Yo no sé, cómo se las apañarán otras mujeres por las mañanas, pero a mí, salir de casa para ir a trabajar dejando todo listo y preparado para el regreso al acabar el día, me parece una carrera de 400 metros vallas y fosos. No me puedo quejar en cuanto a horario, pues en mi oficina “gozamos” de horario flexible, lo que nos permite una variación a la hora de entrar –proporcional a la de salir- bastante llevadera. Es decir, no es aún de madrugada cuando ataca el despertador.
Pero, como no tengo ni doncella, ni ayuda de cámara, ni cocinera, ni mayordomo, me levanto con tiempo para dejar las labores cotidianas de limpieza y orden lo más avanzadas posibles. ¡Me resulta muy deprimente volver a casa después de trabajar y encontrarme la cama sin hacer y la taza con restillos de café y migas encima de la mesa de la cocina! Así que para darme ese “capricho” procuro dejar la casa, no en perfecto estado de revista, que no hay tiempo, pero sí medianamente decente.
Primero se hace la cama en condiciones. Todos. Incluidos mis hijos. Tampoco tiene mayor misterio quitar el edredón, guardarlo en el cajón y tirar una colcha encima del colchón. Antes tenían sábanas y mantas y, evidentemente, no la hacían, la estiraban, con el consiguiente montoncito que les delataba: o se habían dejado un calcetín o se les había olvidado sacar el pijama.
Luego, desayunamos y ellos, tras dejar la taza y el plato en el lavavajillas, se marchan a sus clases. Así que para mí empieza la carrera contra el reloj. Quiero darle el “toque” a la casa antes de marcharme. No se trata tampoco de pasar la aspiradora por todos los rincones, quitar el polvo hasta el último de los estantes, ni de pulir los cristales.
Pero son algunos detalles que sumados ocupan ese tiempo de manera que siempre es poco: recoger la ropa sucia que desborda el cesto y poner la lavadora, quitar los periódicos del día anterior que se han quedado encima de la mesita del cuarto de estar y vaciar los ceniceros para que no huela tanto a tabaco, guardar mantequilla y mermelada en la nevera y recoger los restos del desayuno, ponerle la comida y el agua limpia al perro. ¡Tonterías, claro! Pero que hay que hacer con cierto ritmo.

[Tarea requerida A]:
En el listado, desde la línea que contiene "Autonomous forklift vision pipeline — detect the tree" hasta la línea que contiene "533,20,598,242", ambas incluidas, cambia "forklift" por "warehouse robot" sin tocar nada más. Devuelve únicamente esas líneas.
El fragmento y el listado son materiales independientes entre sí.

[Filas de datos de anotación de recuadros]
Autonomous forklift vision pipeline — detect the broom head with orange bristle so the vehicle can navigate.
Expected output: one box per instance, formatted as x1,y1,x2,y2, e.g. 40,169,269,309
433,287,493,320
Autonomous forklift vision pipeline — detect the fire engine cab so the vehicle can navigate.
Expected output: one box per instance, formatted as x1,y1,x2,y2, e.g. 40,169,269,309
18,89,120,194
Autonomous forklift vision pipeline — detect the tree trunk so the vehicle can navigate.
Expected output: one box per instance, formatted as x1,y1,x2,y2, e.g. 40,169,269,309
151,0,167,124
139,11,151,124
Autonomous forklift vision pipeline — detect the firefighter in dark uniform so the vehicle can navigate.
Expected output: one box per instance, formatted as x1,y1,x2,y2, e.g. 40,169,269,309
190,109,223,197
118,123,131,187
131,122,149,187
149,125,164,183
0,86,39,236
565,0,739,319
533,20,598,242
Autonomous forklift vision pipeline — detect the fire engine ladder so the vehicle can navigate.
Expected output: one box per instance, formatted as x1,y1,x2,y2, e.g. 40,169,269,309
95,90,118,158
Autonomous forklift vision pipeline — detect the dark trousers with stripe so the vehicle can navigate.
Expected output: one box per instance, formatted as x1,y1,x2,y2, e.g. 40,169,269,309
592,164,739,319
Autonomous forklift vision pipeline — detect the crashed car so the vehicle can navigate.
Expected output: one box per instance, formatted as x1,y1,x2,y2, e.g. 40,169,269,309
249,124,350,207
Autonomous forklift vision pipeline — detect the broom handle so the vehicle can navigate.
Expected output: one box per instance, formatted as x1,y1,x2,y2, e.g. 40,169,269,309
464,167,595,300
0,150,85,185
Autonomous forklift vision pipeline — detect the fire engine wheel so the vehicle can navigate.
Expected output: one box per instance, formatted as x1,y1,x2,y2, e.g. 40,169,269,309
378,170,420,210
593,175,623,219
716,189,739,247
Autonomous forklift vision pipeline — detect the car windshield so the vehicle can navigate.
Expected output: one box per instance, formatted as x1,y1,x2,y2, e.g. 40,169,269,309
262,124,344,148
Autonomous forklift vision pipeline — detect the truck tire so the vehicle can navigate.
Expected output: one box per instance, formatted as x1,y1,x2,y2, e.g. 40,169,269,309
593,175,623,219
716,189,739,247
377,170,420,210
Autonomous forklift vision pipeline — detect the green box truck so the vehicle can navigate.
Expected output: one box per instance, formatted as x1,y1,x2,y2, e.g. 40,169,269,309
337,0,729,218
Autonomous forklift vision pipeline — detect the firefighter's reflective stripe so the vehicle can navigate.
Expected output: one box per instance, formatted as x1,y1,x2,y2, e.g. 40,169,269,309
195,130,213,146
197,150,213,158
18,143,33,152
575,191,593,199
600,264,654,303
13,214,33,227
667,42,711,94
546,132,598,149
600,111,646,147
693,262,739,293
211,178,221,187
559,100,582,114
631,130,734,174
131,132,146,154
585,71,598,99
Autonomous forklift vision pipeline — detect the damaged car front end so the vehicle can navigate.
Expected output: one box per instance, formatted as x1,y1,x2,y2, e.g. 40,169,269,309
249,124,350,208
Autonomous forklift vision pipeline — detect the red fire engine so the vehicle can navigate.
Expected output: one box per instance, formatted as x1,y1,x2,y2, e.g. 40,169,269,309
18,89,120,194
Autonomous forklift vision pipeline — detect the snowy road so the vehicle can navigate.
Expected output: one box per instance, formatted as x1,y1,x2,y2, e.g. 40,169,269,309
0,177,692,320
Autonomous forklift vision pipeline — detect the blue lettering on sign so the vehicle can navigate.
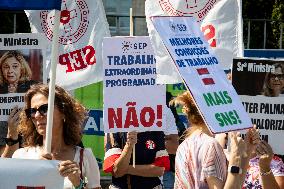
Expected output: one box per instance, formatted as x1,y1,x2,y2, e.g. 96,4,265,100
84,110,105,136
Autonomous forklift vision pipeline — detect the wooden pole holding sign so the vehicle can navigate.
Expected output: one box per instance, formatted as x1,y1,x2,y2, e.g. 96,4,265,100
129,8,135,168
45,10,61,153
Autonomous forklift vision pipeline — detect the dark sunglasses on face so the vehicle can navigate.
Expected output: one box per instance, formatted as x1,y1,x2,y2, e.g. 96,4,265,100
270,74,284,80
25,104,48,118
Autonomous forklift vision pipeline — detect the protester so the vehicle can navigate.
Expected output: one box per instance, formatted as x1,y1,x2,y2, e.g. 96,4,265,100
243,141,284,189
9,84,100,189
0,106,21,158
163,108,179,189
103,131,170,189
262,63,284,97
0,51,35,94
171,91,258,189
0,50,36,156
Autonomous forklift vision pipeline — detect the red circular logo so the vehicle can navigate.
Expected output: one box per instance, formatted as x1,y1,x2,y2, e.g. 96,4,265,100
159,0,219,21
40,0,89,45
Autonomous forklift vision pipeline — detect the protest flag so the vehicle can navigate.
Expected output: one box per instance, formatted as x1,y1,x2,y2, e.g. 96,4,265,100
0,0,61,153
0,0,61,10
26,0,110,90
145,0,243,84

[Tarea requerida B]:
Según el fragmento, ¿por qué quien escribe se levanta con tiempo antes de ir a trabajar?

[Resultado esperado A]:
Autonomous warehouse robot vision pipeline — detect the tree trunk so the vehicle can navigate.
Expected output: one box per instance, formatted as x1,y1,x2,y2, e.g. 40,169,269,309
151,0,167,124
139,11,151,124
Autonomous warehouse robot vision pipeline — detect the firefighter in dark uniform so the vehicle can navigate.
Expected output: one box per instance, formatted as x1,y1,x2,y2, e.g. 40,169,269,309
190,109,223,197
118,123,131,187
131,122,149,187
149,125,164,183
0,86,39,236
565,0,739,319
533,20,598,242

[Resultado esperado B]:
Porque no cuenta con doncella, ayuda de cámara, cocinera ni mayordomo, y le resulta muy deprimente volver a casa después de trabajar y encontrar la cama sin hacer y la taza con restos de café y migas sobre la mesa de la cocina. Por eso se levanta con tiempo para dejar la limpieza y el orden lo más avanzados posible.